The line containing "Expected: a marker on each instance of the long" marks where to begin; quote it and every line after it through the end of the data, exactly as written.

── Extracted information

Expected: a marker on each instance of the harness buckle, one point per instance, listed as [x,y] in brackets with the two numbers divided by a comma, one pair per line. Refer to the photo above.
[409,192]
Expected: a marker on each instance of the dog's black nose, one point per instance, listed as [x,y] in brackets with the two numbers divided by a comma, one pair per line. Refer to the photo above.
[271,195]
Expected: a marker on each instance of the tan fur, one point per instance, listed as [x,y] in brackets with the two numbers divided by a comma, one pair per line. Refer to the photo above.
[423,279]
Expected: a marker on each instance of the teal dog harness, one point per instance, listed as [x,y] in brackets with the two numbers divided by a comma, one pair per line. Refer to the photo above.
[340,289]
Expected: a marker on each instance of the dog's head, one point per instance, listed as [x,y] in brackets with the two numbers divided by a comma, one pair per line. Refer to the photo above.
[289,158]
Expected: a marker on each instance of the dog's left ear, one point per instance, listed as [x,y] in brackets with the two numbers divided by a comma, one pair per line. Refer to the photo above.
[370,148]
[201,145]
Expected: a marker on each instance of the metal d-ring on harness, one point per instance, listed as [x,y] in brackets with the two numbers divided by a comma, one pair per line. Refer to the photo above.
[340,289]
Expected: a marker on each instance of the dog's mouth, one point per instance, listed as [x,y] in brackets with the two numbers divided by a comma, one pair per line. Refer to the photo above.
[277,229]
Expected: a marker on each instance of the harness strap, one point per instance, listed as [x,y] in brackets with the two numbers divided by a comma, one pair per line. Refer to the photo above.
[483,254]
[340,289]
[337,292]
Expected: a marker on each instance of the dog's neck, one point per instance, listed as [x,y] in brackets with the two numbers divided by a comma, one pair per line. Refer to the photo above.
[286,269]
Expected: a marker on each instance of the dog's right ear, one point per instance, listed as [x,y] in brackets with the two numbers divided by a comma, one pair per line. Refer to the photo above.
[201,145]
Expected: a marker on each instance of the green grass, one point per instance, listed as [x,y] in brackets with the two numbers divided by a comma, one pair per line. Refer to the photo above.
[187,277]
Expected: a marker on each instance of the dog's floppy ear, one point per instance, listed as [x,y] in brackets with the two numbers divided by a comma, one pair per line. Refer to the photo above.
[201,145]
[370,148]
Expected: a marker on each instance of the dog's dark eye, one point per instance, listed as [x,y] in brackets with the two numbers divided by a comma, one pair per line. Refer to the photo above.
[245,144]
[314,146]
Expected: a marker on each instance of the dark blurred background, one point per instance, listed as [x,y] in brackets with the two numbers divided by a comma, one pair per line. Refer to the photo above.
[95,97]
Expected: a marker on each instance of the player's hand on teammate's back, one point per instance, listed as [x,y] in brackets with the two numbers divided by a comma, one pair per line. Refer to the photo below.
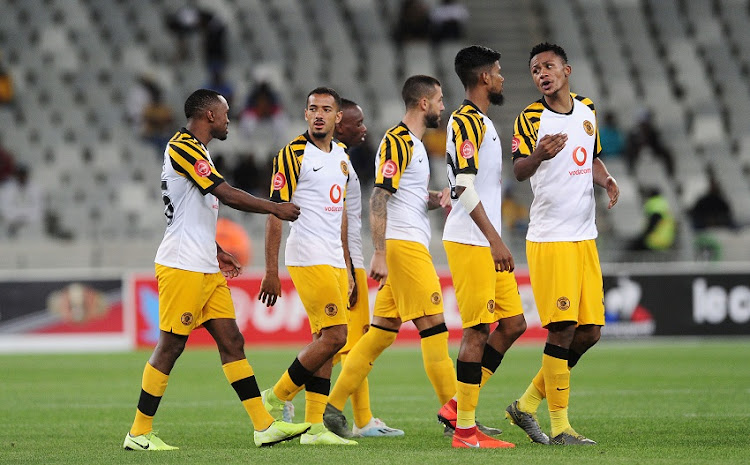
[445,197]
[379,268]
[287,211]
[502,257]
[270,290]
[228,264]
[550,145]
[352,291]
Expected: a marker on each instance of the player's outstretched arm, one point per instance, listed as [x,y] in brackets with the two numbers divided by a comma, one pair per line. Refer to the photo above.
[547,147]
[270,286]
[604,179]
[241,200]
[378,221]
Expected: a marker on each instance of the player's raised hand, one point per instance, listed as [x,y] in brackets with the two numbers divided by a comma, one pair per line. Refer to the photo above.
[379,268]
[270,289]
[550,145]
[286,211]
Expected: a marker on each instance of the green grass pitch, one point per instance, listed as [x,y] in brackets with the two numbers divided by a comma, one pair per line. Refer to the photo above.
[646,402]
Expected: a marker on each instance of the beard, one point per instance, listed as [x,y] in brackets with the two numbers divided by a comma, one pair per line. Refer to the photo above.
[432,120]
[497,98]
[221,135]
[318,134]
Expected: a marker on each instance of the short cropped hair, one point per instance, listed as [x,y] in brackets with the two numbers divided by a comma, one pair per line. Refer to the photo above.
[346,103]
[547,47]
[470,59]
[417,87]
[199,101]
[325,91]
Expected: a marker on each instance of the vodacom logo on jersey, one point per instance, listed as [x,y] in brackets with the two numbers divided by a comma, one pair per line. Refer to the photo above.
[336,193]
[579,157]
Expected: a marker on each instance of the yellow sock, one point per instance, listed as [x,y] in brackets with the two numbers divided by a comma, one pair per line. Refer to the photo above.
[153,385]
[439,366]
[467,398]
[359,363]
[240,375]
[360,400]
[315,405]
[534,395]
[557,387]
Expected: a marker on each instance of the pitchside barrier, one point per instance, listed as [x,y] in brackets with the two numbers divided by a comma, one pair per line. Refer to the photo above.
[106,310]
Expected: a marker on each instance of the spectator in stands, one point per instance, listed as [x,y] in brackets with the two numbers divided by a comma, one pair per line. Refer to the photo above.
[263,112]
[413,22]
[190,19]
[448,20]
[22,205]
[219,83]
[712,209]
[214,31]
[660,230]
[611,136]
[646,136]
[7,164]
[182,23]
[139,97]
[6,85]
[158,120]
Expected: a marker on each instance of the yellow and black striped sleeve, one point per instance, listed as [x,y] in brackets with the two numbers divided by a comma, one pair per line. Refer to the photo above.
[286,168]
[526,130]
[189,159]
[589,103]
[468,134]
[395,152]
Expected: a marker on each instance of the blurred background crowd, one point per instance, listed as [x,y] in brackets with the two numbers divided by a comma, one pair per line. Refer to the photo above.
[91,90]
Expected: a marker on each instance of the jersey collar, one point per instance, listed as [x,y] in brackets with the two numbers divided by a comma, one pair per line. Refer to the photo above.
[544,102]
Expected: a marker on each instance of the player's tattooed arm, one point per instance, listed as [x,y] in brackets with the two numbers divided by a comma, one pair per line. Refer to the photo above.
[379,216]
[378,221]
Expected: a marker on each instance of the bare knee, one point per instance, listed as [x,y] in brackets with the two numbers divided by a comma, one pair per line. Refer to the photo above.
[586,336]
[334,337]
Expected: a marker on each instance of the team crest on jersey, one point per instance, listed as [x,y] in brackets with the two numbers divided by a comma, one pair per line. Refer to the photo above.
[202,168]
[331,309]
[279,181]
[579,155]
[588,127]
[335,193]
[390,168]
[467,149]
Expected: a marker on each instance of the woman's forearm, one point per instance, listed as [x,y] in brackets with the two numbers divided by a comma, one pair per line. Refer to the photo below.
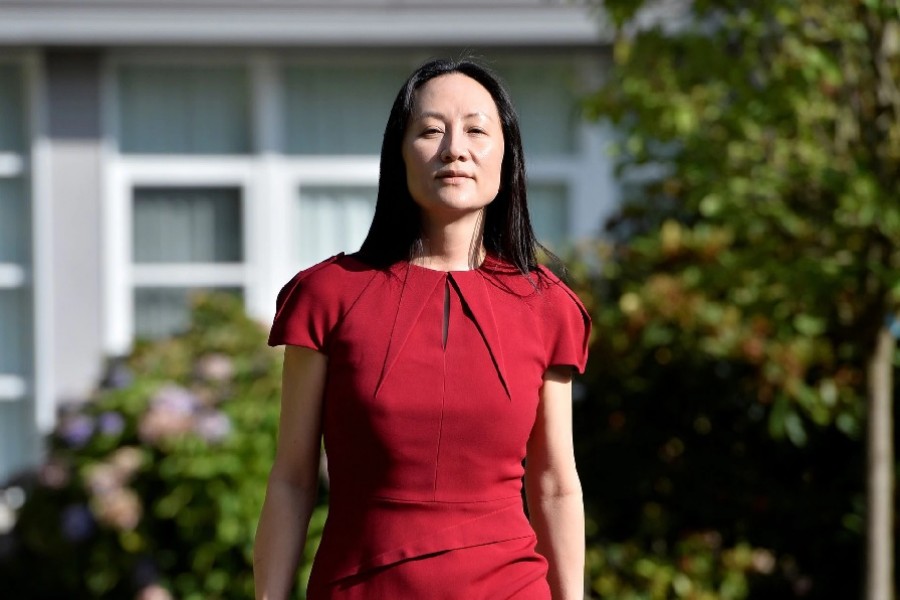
[558,521]
[281,537]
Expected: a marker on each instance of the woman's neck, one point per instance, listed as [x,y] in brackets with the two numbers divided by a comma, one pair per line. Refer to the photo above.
[453,246]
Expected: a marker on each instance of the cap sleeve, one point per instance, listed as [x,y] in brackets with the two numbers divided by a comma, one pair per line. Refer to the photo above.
[567,324]
[305,310]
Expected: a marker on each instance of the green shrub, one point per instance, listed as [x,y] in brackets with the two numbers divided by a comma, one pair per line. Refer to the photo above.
[157,480]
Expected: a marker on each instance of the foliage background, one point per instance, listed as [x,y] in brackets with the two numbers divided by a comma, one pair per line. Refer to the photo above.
[153,487]
[744,283]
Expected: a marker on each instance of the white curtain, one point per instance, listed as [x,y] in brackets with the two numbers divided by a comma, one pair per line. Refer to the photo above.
[15,222]
[548,207]
[338,110]
[16,437]
[184,110]
[15,332]
[187,225]
[17,427]
[332,219]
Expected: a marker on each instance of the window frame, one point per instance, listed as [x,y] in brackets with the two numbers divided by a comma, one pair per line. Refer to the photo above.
[270,179]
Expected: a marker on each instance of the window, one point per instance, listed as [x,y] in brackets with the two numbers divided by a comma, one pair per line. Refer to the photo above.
[233,172]
[182,237]
[184,110]
[17,416]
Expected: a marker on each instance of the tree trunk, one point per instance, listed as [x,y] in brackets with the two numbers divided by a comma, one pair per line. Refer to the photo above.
[880,484]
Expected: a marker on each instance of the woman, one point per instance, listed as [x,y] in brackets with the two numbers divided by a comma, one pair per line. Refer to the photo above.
[432,361]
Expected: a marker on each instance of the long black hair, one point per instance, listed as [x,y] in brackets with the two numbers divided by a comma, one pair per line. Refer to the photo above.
[396,230]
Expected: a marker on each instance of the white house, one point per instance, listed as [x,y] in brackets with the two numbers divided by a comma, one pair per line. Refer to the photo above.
[153,147]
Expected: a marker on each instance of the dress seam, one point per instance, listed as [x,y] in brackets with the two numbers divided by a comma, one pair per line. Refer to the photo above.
[437,457]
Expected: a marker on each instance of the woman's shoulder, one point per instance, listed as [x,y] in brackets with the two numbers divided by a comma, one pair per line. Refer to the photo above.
[310,305]
[334,275]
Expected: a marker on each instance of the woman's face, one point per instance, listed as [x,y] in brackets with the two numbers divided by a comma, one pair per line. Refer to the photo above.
[453,147]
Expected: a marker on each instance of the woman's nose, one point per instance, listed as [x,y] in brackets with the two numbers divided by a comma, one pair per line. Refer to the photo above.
[454,147]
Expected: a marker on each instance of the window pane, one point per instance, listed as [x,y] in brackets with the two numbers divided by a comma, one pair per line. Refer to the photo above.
[332,219]
[547,106]
[187,225]
[15,331]
[549,209]
[160,312]
[12,109]
[15,222]
[338,110]
[184,110]
[16,431]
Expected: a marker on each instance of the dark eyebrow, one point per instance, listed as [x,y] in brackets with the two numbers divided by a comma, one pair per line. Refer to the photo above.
[437,115]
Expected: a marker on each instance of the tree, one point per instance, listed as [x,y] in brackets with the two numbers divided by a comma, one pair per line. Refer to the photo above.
[763,139]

────

> _Full response_
Expected: a marker on each instance of the long black hair, one point per instance, listed as [x,y] in brackets with the two numbers divided by a comma, one pair per line. Refer to the photo above.
[396,230]
Expected: a marker on each instance of the white house, one point per instance, listed as [x,y] in brackets with the two numbers divided by a comma, one pair per line. Refer to the photo above.
[153,147]
Expected: a marker on each instance of the dress seam, one point per instance, listed as [x,y] in brackets with the two numbers divided by a comma, one pair per line. Refer to the photo above.
[437,457]
Expected: a marker on each instance of the woman's shoulder, one point per instance, listed as [x,y] in brackets with the two numbers divided by a comma, one pair per line. Refer to the photo above.
[310,305]
[334,275]
Expected: a marker on each instance of the woman's face, one point per instance, listed as [x,y] in brackets with the two numbers divided by a comma, one pair per line. Refer to the photo above.
[453,147]
Expected: a marker on each instance of the woman's nose, one point per instance, listed as [x,y] in brackets with the two numbers divided by a comma, one pair per line. Refer to the photo above.
[454,147]
Expected: a marker on each instance of the window pane, one point per instance, listed as [x,y] in brackets with the two numbers divided by a comma, one pair per line. Refer to the photo above.
[332,219]
[547,106]
[187,225]
[15,331]
[549,209]
[160,312]
[12,109]
[15,222]
[338,110]
[184,110]
[16,431]
Expected: a marker on each instance of the dark eyebrow, one point per instance, listed as [x,y] in brackets with the two numbers divided by a comma, one pair per line. Refer to the photo above.
[437,115]
Expected: a marker on each instance of the tree, one point per instance, listed as [x,y] in brackets with the two numbers divided by a comma, one pair per line. Refer to the photo above.
[763,139]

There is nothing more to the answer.